* Available data:
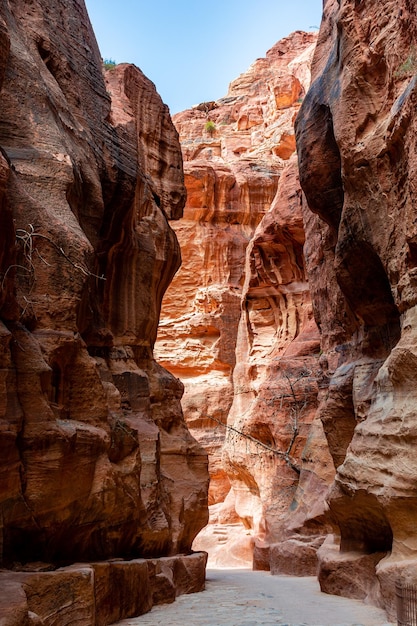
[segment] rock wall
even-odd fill
[[[230,497],[221,511],[216,505],[230,491],[221,450],[234,394],[245,254],[295,150],[293,122],[309,85],[315,37],[293,33],[233,81],[224,98],[173,120],[187,188],[184,218],[173,226],[182,267],[164,297],[155,350],[183,381],[186,421],[209,452],[213,522],[239,521]],[[229,564],[232,552],[229,542]],[[242,546],[237,562],[239,552]],[[247,546],[245,559],[251,555]]]
[[[189,553],[207,456],[153,358],[178,135],[84,2],[0,10],[0,565]]]
[[[325,591],[381,602],[417,577],[416,73],[408,0],[328,0],[297,119],[306,261],[337,468]]]
[[[255,569],[314,574],[334,475],[320,421],[320,336],[303,258],[297,160],[246,254],[234,400],[223,461]]]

* Exercise aim:
Starting at the line that contains "even-odd fill", write out every line through the end of the entries, exactly and with nothing added.

* Solution for this task:
even-odd fill
[[[230,497],[221,511],[216,505],[230,491],[221,450],[234,394],[245,254],[295,150],[293,122],[309,85],[315,37],[293,33],[233,81],[224,98],[173,120],[187,188],[184,218],[173,226],[182,267],[164,297],[155,350],[183,381],[186,421],[209,452],[213,522],[239,521]],[[229,564],[232,552],[229,542]],[[242,546],[237,562],[239,552]],[[247,546],[245,559],[251,555]]]
[[[189,553],[207,456],[153,358],[178,135],[84,2],[0,10],[0,565]]]
[[[325,591],[381,602],[417,577],[416,73],[408,0],[328,0],[297,119],[306,261],[337,468]]]
[[[255,569],[314,574],[334,475],[320,421],[320,336],[303,258],[297,160],[246,254],[234,400],[223,461]]]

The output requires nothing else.